:: Recorded data ::

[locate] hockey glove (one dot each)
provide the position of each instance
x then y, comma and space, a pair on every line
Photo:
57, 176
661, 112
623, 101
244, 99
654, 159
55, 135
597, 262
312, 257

:::

#### [About this exercise]
Output the material above, all of it, exactly.

#### [Written response]
[locate] hockey glove (one dot each)
provide the position of each instance
x then y, comma and space, a pair on every line
Photo:
57, 176
661, 112
623, 101
244, 99
654, 159
55, 135
597, 262
312, 257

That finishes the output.